Aim:
Retype the listing below line for line, without changing a single character. Leave out the pictures.

(Dataset rows showing where objects appear)
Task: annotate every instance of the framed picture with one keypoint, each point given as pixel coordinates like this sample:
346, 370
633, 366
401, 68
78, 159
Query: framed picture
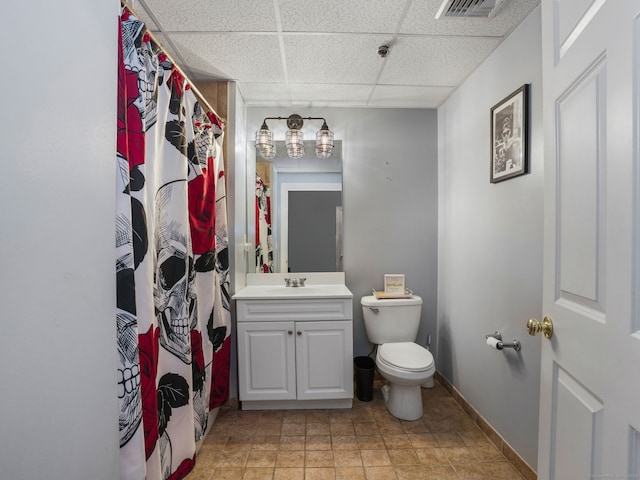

Task output:
Task: annotate every instance of the framed picture with one keypoint, each point given as pixel coordinates like this sample:
346, 370
633, 366
401, 68
78, 159
Query: framed picture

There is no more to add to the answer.